PASSAGE SHOWN:
# Moo Cards for Marketing



## Glenn

I've just taken delivery of my first Moo mini-card order having been inspired by friends and acquaintances who gave me these memorable mini cards, roughly half the size of a business card.










The pic above shows the front and back of the 5M Coffee cards, but you can mix and match images (eg 10 lots of different images for one side of the card whilst the names stayed the same, or different names on the rear side whilst the front of the card stayed the same.

Prices are reasonable, but the Moo team have kindly inserted an offer code for 15% off your first order so feel free to use

*2RB2CK*

We'll be ordering more in advance of Caffe Culture & WBC 2010

Keep an eye out for the cards at The Bath Coffee Festival too


----------



## Glenn

The 15% discount code has now expired but a 10% discount code has now been activated - Just enter *R9EEVE *into the checkout box on *Moo*


----------



## LeeWardle

I love the idea of these cards!


----------



## Glenn

I got lots of ooh's and aah's when exchanging these cards at Caffe Culture / WBC

There is plenty of interest in their size and I am sure Moo will be receiving orders from many exhibitors in the coming months.


----------



## LeeWardle

Well it just so happens that I'm in the Market for some new business cards!


----------



## Glenn

Keep an eye out on Twitter for discounts that frequently appear as well. Register for their Moosletter as well.


----------



## LeeWardle

Will do! I have uploaded some images and ordered the free card pack so I can get a good idea of the quality before I order.

Lee


----------



## LeeWardle

Just ordered a set of 100. Branding not finished yet, just used some generic latte art/extraction/coffee related photographs of mine at the mo. Really cheap too! Highly recomended!

Lee


----------

EXTRACTED MATERIAL:
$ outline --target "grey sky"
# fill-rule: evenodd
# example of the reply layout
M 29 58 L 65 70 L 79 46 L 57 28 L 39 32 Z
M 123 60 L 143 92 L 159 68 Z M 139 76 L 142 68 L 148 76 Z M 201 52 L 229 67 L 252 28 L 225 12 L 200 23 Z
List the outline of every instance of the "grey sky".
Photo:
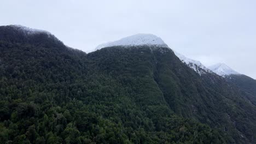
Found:
M 152 33 L 206 66 L 224 62 L 255 79 L 255 8 L 254 0 L 2 0 L 0 25 L 46 30 L 86 52 Z

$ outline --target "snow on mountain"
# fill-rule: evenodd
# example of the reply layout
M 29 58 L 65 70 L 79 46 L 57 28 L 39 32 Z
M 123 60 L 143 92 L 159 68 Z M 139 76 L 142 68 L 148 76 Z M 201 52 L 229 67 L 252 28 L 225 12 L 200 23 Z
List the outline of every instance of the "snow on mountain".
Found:
M 12 27 L 18 31 L 21 31 L 27 34 L 34 34 L 38 33 L 45 33 L 48 35 L 48 36 L 51 35 L 52 34 L 46 31 L 37 29 L 31 28 L 29 27 L 27 27 L 25 26 L 21 26 L 21 25 L 10 25 L 9 26 Z
M 95 50 L 115 46 L 127 47 L 143 45 L 168 48 L 168 46 L 160 38 L 155 35 L 152 34 L 137 34 L 117 41 L 100 45 L 96 47 Z
M 174 51 L 174 52 L 176 56 L 177 56 L 182 62 L 185 63 L 189 67 L 195 70 L 195 71 L 200 76 L 207 73 L 212 73 L 211 70 L 207 68 L 200 62 L 187 58 L 176 51 Z
M 217 63 L 208 67 L 216 74 L 225 77 L 227 75 L 231 74 L 240 75 L 240 73 L 232 70 L 224 63 Z

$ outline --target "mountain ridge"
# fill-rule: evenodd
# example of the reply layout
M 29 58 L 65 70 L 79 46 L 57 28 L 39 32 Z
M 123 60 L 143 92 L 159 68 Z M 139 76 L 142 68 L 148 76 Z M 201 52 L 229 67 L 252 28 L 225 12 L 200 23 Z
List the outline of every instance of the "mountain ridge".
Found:
M 220 76 L 200 76 L 168 47 L 86 54 L 38 42 L 0 40 L 2 141 L 255 142 L 255 106 Z

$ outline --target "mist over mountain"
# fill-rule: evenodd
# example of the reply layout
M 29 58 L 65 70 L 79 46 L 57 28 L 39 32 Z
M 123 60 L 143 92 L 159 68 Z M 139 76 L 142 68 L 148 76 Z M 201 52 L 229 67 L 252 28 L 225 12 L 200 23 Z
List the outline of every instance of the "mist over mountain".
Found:
M 96 49 L 1 26 L 0 141 L 256 142 L 253 79 L 220 76 L 153 34 Z

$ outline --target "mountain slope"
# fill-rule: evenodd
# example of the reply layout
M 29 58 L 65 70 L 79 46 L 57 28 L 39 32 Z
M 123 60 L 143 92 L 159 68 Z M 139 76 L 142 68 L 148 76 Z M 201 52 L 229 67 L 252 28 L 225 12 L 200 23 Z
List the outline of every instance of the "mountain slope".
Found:
M 21 40 L 13 36 L 0 39 L 1 143 L 228 140 L 222 131 L 170 109 L 155 81 L 154 57 L 148 47 L 109 47 L 86 54 L 49 45 L 51 39 L 45 44 L 24 40 L 28 38 L 23 34 L 18 36 L 25 37 Z
M 208 67 L 216 74 L 222 77 L 225 77 L 229 75 L 240 75 L 238 73 L 232 70 L 224 63 L 217 63 Z
M 200 76 L 203 74 L 212 73 L 212 71 L 207 68 L 200 62 L 188 58 L 174 51 L 176 55 L 181 61 L 185 63 L 189 67 L 197 73 Z
M 229 75 L 225 77 L 227 81 L 234 83 L 241 89 L 245 98 L 256 105 L 256 80 L 245 75 Z
M 255 143 L 255 106 L 168 47 L 16 41 L 0 40 L 1 141 Z

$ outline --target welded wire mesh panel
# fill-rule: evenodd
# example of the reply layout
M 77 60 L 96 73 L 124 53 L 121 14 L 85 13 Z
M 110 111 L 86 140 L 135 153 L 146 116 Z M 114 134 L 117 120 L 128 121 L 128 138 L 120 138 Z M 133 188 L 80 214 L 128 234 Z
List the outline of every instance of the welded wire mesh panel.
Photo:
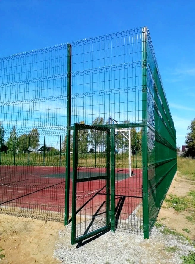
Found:
M 108 229 L 110 221 L 108 131 L 79 130 L 81 127 L 79 125 L 78 130 L 74 131 L 77 133 L 73 179 L 75 242 Z
M 141 29 L 74 42 L 71 124 L 141 121 Z
M 0 59 L 0 211 L 63 221 L 67 48 Z
M 143 232 L 142 129 L 116 129 L 116 228 Z
M 177 170 L 176 131 L 147 29 L 147 100 L 149 229 Z

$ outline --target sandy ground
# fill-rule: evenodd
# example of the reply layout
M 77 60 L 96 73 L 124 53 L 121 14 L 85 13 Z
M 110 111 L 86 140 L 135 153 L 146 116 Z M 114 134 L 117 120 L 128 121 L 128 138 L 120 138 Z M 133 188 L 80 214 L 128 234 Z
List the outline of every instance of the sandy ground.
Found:
M 192 183 L 177 175 L 169 193 L 185 195 L 195 188 Z M 158 221 L 195 239 L 195 225 L 186 219 L 187 213 L 177 213 L 172 208 L 166 209 L 166 205 L 164 203 Z M 62 223 L 0 214 L 0 248 L 4 250 L 0 254 L 5 255 L 5 257 L 0 260 L 0 263 L 60 263 L 52 256 L 56 242 L 59 239 L 59 230 L 64 228 Z M 188 229 L 190 232 L 187 234 L 182 230 L 185 228 Z M 70 240 L 70 237 L 69 239 Z

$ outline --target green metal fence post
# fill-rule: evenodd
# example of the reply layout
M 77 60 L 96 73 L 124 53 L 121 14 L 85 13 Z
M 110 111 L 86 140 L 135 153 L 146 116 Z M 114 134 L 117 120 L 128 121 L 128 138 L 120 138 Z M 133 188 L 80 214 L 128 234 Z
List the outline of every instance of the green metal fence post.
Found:
M 147 32 L 142 30 L 142 117 L 144 126 L 142 130 L 143 165 L 143 225 L 144 238 L 149 238 L 149 212 L 147 164 Z
M 28 155 L 28 165 L 29 166 L 30 165 L 30 137 L 29 138 L 29 151 Z
M 44 136 L 44 148 L 43 149 L 43 166 L 45 166 L 45 137 Z
M 16 140 L 16 137 L 14 138 L 14 165 L 15 165 L 15 143 Z
M 111 229 L 115 232 L 116 229 L 115 201 L 115 129 L 111 129 L 110 159 Z
M 1 140 L 1 150 L 0 150 L 0 166 L 1 165 L 1 150 L 2 149 L 2 140 Z
M 97 132 L 95 134 L 95 168 L 96 168 L 96 144 L 97 140 Z
M 71 243 L 73 245 L 75 240 L 76 227 L 76 179 L 77 163 L 78 162 L 78 130 L 76 129 L 76 124 L 74 124 L 73 145 L 73 197 L 72 201 L 72 230 Z
M 67 112 L 66 130 L 66 160 L 65 187 L 65 208 L 64 224 L 68 224 L 69 217 L 69 196 L 70 193 L 70 159 L 71 124 L 71 46 L 67 45 L 68 61 L 67 71 Z
M 110 226 L 110 131 L 106 134 L 106 224 Z
M 59 166 L 61 166 L 61 136 L 59 137 Z

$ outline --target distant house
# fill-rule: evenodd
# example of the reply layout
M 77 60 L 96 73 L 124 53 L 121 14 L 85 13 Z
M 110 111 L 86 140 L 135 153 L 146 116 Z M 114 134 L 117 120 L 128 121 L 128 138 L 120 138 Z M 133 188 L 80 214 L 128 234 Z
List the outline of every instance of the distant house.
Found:
M 40 149 L 39 149 L 37 151 L 38 152 L 39 154 L 43 154 L 44 152 L 44 149 L 45 153 L 45 152 L 49 152 L 49 151 L 50 151 L 51 148 L 51 147 L 46 147 L 46 146 L 44 147 L 44 146 L 42 146 Z
M 182 145 L 182 146 L 181 151 L 184 153 L 186 153 L 188 151 L 188 148 L 186 145 Z

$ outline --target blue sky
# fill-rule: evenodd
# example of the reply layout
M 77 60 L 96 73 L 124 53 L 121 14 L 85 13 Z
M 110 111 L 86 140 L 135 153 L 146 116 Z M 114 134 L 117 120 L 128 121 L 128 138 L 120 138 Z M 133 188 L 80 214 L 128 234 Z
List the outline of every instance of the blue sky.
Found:
M 0 1 L 0 57 L 146 26 L 177 132 L 195 118 L 195 2 Z

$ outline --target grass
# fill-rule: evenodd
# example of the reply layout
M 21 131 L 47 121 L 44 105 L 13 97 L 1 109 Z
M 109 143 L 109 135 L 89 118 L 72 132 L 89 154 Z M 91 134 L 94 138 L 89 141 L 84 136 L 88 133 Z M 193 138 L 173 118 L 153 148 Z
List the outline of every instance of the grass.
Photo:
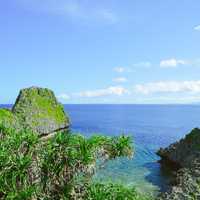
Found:
M 132 157 L 127 136 L 60 132 L 47 141 L 27 129 L 0 125 L 0 199 L 143 200 L 133 188 L 93 183 L 97 160 Z M 98 163 L 99 164 L 99 163 Z

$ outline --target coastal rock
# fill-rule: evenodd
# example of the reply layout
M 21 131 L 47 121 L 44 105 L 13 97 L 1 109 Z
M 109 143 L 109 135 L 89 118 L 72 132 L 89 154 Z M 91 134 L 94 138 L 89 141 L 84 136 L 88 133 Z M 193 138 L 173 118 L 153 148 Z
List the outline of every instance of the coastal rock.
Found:
M 193 129 L 184 139 L 165 149 L 161 148 L 157 154 L 162 160 L 169 161 L 179 168 L 191 167 L 193 162 L 200 158 L 200 129 Z
M 7 128 L 19 129 L 20 127 L 17 117 L 11 110 L 5 108 L 0 109 L 0 124 Z
M 12 113 L 24 128 L 41 136 L 65 130 L 70 124 L 63 106 L 58 103 L 53 91 L 46 88 L 31 87 L 21 90 Z
M 200 129 L 193 129 L 184 139 L 157 154 L 162 165 L 176 166 L 171 188 L 160 199 L 200 199 Z

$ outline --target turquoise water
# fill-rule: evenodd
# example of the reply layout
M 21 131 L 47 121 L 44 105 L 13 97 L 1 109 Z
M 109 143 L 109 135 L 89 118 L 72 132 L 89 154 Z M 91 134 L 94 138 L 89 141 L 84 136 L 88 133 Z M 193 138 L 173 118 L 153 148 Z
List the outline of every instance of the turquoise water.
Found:
M 155 152 L 200 127 L 199 105 L 65 105 L 65 110 L 72 129 L 85 136 L 132 136 L 134 158 L 110 161 L 94 178 L 134 185 L 148 193 L 168 186 L 167 173 Z
M 147 193 L 168 186 L 167 172 L 161 169 L 155 152 L 200 126 L 198 105 L 66 105 L 65 110 L 72 129 L 86 136 L 125 133 L 133 137 L 134 158 L 107 163 L 95 178 L 134 185 Z

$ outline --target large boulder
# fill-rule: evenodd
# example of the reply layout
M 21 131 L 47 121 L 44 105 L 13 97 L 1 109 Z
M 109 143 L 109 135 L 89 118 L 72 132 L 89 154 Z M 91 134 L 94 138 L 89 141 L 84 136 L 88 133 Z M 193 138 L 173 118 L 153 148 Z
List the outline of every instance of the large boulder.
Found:
M 186 137 L 165 149 L 160 149 L 162 165 L 173 165 L 171 188 L 162 200 L 200 199 L 200 129 L 193 129 Z
M 179 167 L 191 167 L 194 160 L 200 158 L 200 129 L 193 129 L 184 139 L 157 153 L 163 161 L 169 161 Z
M 39 135 L 48 135 L 69 127 L 69 118 L 53 91 L 31 87 L 20 91 L 12 108 L 24 128 L 32 129 Z
M 19 129 L 19 121 L 11 110 L 6 108 L 0 109 L 0 124 L 3 124 L 7 128 Z

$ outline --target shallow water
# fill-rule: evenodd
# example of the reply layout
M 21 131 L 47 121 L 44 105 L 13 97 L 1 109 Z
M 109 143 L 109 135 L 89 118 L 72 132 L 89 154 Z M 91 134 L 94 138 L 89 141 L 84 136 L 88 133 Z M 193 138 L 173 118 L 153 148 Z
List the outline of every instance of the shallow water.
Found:
M 199 105 L 65 105 L 65 110 L 72 129 L 85 136 L 132 136 L 134 158 L 110 161 L 95 179 L 134 185 L 148 193 L 165 190 L 168 184 L 155 152 L 200 126 Z
M 134 185 L 155 193 L 168 186 L 167 172 L 161 170 L 155 152 L 200 126 L 198 105 L 66 105 L 72 129 L 134 138 L 135 156 L 109 162 L 95 179 Z

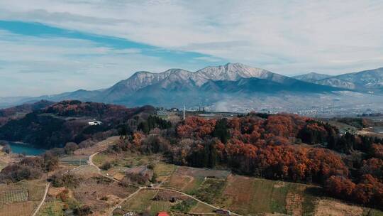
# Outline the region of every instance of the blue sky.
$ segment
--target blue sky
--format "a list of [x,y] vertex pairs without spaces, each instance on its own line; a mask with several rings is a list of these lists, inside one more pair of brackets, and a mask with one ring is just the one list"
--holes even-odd
[[240,62],[287,75],[383,67],[382,1],[0,1],[0,97]]

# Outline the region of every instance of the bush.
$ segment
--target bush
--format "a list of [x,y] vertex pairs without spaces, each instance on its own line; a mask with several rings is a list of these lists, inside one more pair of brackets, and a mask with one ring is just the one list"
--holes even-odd
[[74,209],[73,213],[75,215],[83,216],[90,215],[92,213],[92,212],[89,206],[84,205]]
[[65,153],[67,154],[72,154],[76,149],[79,148],[79,146],[76,144],[75,143],[67,143],[65,144],[65,147],[64,147],[64,149],[65,150]]
[[106,161],[106,162],[104,163],[104,164],[102,165],[101,169],[103,169],[104,171],[107,171],[107,170],[110,169],[111,167],[112,167],[112,165],[111,165],[111,162]]

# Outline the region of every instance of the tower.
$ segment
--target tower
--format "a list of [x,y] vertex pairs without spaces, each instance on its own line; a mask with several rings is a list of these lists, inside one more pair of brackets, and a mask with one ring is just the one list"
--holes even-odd
[[186,119],[186,107],[185,107],[185,105],[184,105],[184,112],[183,112],[183,114],[182,114],[182,119],[183,120]]

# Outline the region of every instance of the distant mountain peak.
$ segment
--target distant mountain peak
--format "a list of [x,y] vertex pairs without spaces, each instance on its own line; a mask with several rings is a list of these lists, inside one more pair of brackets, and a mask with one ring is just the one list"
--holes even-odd
[[293,77],[293,78],[295,78],[296,80],[299,80],[301,81],[309,82],[316,82],[319,80],[326,79],[331,77],[331,75],[326,75],[326,74],[321,74],[316,72],[310,72],[306,74],[304,74],[301,75],[297,75]]

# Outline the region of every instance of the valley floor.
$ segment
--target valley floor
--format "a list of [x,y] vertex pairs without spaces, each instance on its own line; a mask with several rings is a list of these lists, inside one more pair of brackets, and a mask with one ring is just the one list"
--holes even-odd
[[[71,215],[62,210],[84,205],[92,215],[156,215],[162,211],[172,215],[216,215],[217,209],[238,215],[383,215],[324,197],[315,185],[177,166],[157,154],[108,153],[107,147],[117,141],[118,137],[109,138],[62,158],[60,169],[83,180],[72,188],[50,185],[37,215]],[[101,169],[106,163],[111,167]],[[145,166],[152,168],[154,183],[121,183],[127,173]],[[45,178],[0,185],[0,215],[31,215],[44,198]]]

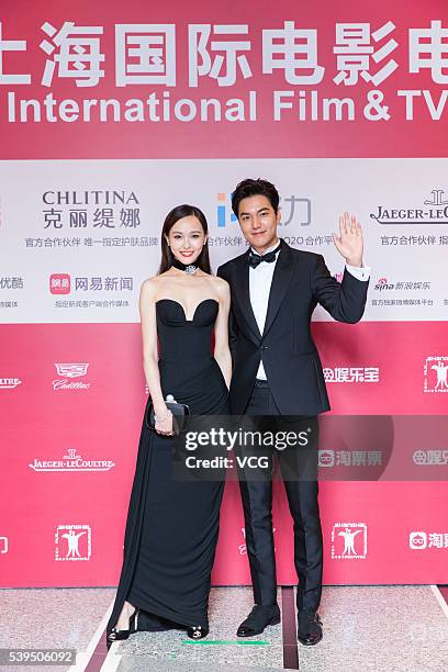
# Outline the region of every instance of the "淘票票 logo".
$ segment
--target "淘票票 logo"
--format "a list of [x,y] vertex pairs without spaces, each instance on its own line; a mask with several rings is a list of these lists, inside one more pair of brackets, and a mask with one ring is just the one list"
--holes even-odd
[[415,531],[410,534],[410,548],[413,550],[424,550],[428,545],[426,533]]
[[334,467],[335,466],[335,451],[334,450],[318,450],[318,467]]

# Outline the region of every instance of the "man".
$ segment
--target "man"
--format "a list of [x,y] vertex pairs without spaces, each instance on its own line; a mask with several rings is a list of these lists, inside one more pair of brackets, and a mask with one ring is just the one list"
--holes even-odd
[[[317,464],[316,416],[328,411],[329,404],[321,360],[310,333],[311,315],[320,303],[339,322],[351,324],[361,318],[369,279],[369,270],[362,267],[361,226],[345,213],[339,219],[339,235],[333,234],[335,246],[346,260],[339,283],[331,276],[321,255],[293,249],[278,238],[279,194],[273,184],[260,179],[244,180],[233,193],[232,209],[250,246],[244,255],[217,270],[232,292],[232,413],[255,416],[259,427],[262,416],[277,416],[277,423],[287,422],[291,416],[304,419],[309,432],[313,427],[313,455]],[[300,478],[300,457],[296,478],[285,478],[291,467],[291,451],[289,458],[287,451],[277,455],[294,522],[298,638],[310,646],[322,639],[317,614],[323,562],[317,479]],[[247,473],[240,475],[239,485],[255,606],[237,635],[251,637],[262,632],[266,626],[279,623],[280,609],[271,478],[244,477]]]

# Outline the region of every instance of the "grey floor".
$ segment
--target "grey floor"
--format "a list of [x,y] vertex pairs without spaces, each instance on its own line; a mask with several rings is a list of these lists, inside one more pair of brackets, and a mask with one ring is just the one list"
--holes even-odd
[[[284,605],[279,589],[279,604]],[[285,645],[287,624],[250,640],[235,637],[251,607],[247,587],[213,589],[211,631],[192,642],[178,630],[137,632],[108,652],[104,628],[113,589],[0,590],[0,648],[75,649],[76,665],[38,665],[40,672],[235,672],[300,669],[306,672],[448,671],[448,589],[435,586],[325,587],[320,609],[324,638],[316,647]],[[290,602],[292,595],[290,595]],[[292,623],[292,612],[283,620]],[[291,651],[290,651],[291,652]],[[292,651],[294,653],[294,651]],[[293,657],[292,657],[293,659]],[[30,667],[0,665],[1,670]]]

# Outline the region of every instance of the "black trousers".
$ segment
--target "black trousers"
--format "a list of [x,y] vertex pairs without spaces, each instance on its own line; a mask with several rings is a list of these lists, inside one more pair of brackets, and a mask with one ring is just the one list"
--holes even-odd
[[[256,382],[242,418],[243,425],[264,433],[306,432],[306,448],[248,447],[239,445],[240,458],[262,453],[264,468],[239,467],[246,546],[255,604],[277,602],[276,556],[272,534],[272,472],[279,462],[289,508],[294,522],[294,564],[299,579],[298,611],[315,612],[322,595],[323,544],[318,511],[317,417],[281,416],[267,383]],[[279,434],[280,433],[280,434]],[[269,462],[269,468],[266,468]]]

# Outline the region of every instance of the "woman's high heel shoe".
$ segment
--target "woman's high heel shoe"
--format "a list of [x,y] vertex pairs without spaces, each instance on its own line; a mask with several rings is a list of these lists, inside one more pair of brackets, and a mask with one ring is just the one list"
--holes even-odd
[[187,635],[190,639],[202,639],[209,635],[209,628],[203,628],[202,626],[188,626]]
[[134,611],[132,616],[130,616],[130,627],[127,630],[117,630],[116,628],[112,628],[112,630],[108,635],[108,641],[117,641],[119,639],[127,639],[130,635],[133,635],[137,631],[137,616],[138,608]]

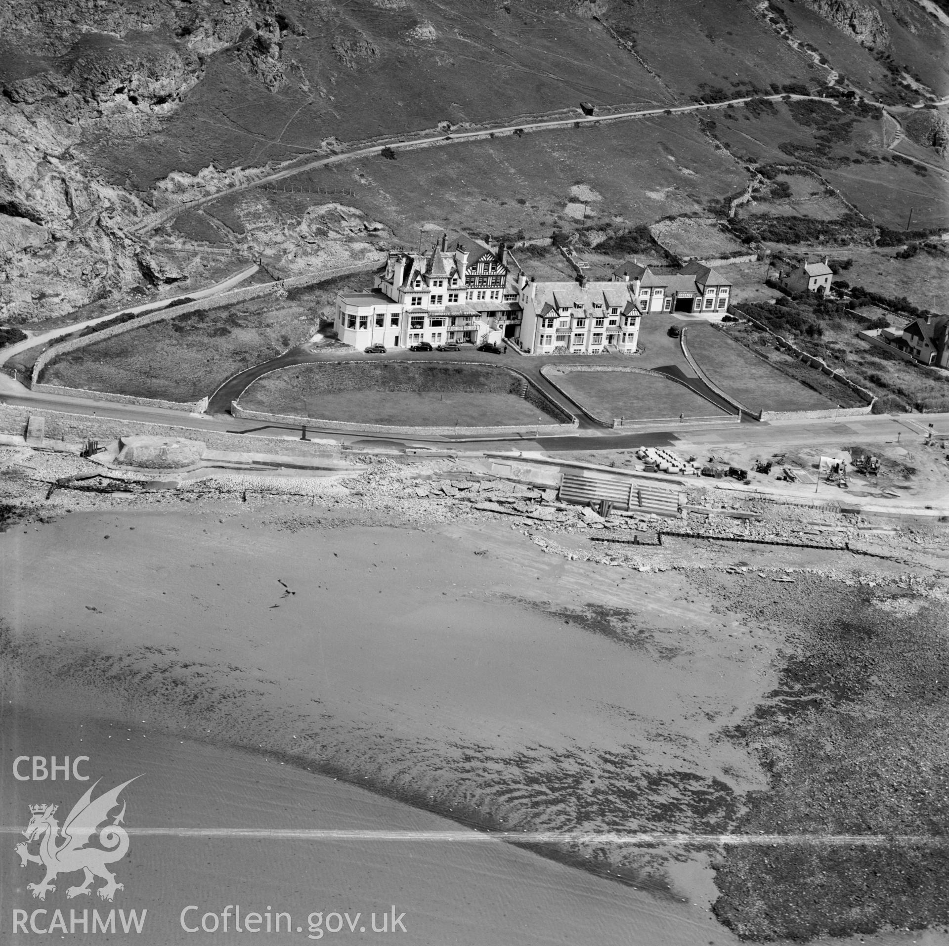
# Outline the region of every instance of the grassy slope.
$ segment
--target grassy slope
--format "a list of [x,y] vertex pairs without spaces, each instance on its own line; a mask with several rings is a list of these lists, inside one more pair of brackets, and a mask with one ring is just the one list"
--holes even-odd
[[296,298],[251,301],[191,314],[116,335],[49,365],[48,384],[139,398],[190,401],[210,395],[232,375],[306,342],[331,315],[348,276],[313,287]]
[[688,341],[693,358],[709,378],[755,411],[817,411],[834,406],[835,402],[799,384],[707,325],[690,325]]
[[[138,186],[147,188],[173,170],[286,159],[332,136],[351,141],[441,121],[496,121],[576,108],[581,100],[670,101],[599,24],[567,12],[566,4],[519,3],[511,13],[486,6],[301,4],[298,19],[309,35],[288,35],[283,56],[300,64],[309,91],[292,73],[290,83],[271,94],[233,54],[221,53],[160,134],[108,142],[98,156],[108,167],[131,168]],[[435,40],[408,38],[421,23],[434,28]],[[342,44],[361,41],[376,54],[344,61]]]
[[[570,188],[578,183],[603,197],[587,205],[586,223],[591,225],[616,217],[651,222],[700,211],[745,179],[729,155],[712,151],[691,117],[429,148],[400,154],[394,161],[366,158],[302,178],[314,187],[355,186],[357,196],[345,202],[410,241],[426,223],[549,235],[555,226],[579,223],[564,213],[572,199]],[[270,194],[268,199],[299,213],[311,199],[325,198]]]

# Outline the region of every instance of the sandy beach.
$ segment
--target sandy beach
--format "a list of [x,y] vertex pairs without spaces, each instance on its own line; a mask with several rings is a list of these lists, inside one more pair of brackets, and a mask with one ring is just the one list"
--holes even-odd
[[[291,490],[248,500],[233,489],[195,492],[200,484],[131,502],[81,495],[68,514],[62,504],[72,497],[55,515],[9,526],[0,534],[5,704],[30,721],[23,730],[5,720],[5,755],[22,751],[25,731],[48,746],[65,727],[71,735],[45,752],[75,754],[77,719],[108,727],[106,738],[124,728],[122,751],[139,746],[138,754],[117,757],[112,743],[103,766],[113,782],[152,773],[147,788],[127,790],[163,831],[286,830],[300,824],[297,796],[316,792],[307,828],[362,829],[368,806],[370,823],[386,829],[508,833],[490,847],[419,842],[411,854],[404,839],[334,842],[328,862],[322,846],[299,840],[149,836],[142,850],[154,854],[130,866],[151,864],[152,909],[163,923],[181,891],[201,889],[213,909],[215,889],[221,903],[224,891],[252,900],[262,874],[270,889],[295,891],[299,914],[299,878],[316,872],[334,878],[326,889],[370,912],[404,874],[404,889],[425,904],[411,939],[419,943],[510,941],[502,921],[484,926],[474,916],[505,896],[512,910],[548,909],[551,891],[572,918],[553,910],[518,942],[561,941],[568,929],[576,942],[735,941],[719,920],[751,938],[792,929],[799,891],[819,865],[779,858],[788,866],[774,874],[767,847],[764,862],[757,849],[729,849],[723,861],[716,844],[616,838],[843,829],[794,811],[794,787],[809,778],[810,790],[825,790],[817,786],[832,760],[801,749],[808,717],[789,707],[820,710],[826,728],[838,725],[827,714],[839,702],[824,706],[827,682],[795,671],[794,655],[871,605],[897,629],[912,615],[936,615],[942,592],[907,577],[910,552],[805,555],[688,538],[591,552],[575,530],[410,492],[384,465],[367,475],[314,481],[308,497]],[[382,482],[389,492],[369,499]],[[928,552],[913,554],[927,567]],[[881,733],[887,745],[900,738]],[[274,771],[286,784],[272,782]],[[28,784],[28,797],[5,778],[5,824],[17,825],[37,786]],[[779,808],[768,808],[775,798]],[[179,812],[190,813],[176,820]],[[511,844],[518,834],[531,840]],[[170,880],[180,858],[192,866]],[[776,918],[766,922],[755,904],[772,895],[748,898],[768,877],[778,893],[765,915]],[[583,909],[570,905],[574,894]],[[587,935],[590,910],[599,925]],[[631,927],[642,936],[630,939]],[[769,928],[778,935],[762,936]],[[904,939],[893,932],[874,941]]]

INSTRUCTION 1:
In the Moo cards thread, answer each of these:
(a) How big are the Moo mini cards compared with a business card?
(b) What discount does the code R9EEVE give?
(c) How many cards are in the set LeeWardle ordered?
INSTRUCTION 2:
Can you duplicate everything in the Moo cards thread from "Will do! I have" down to "too! Highly recomended!"?

TASK RESPONSE 1:
(a) Roughly half the size of a business card.
(b) 10% off.
(c) 100.

TASK RESPONSE 2:
Will do! I have uploaded some images and ordered the free card pack so I can get a good idea of the quality before I order.

Lee


----------



## LeeWardle

Just ordered a set of 100. Branding not finished yet, just used some generic latte art/extraction/coffee related photographs of mine at the mo. Really cheap too! Highly recomended!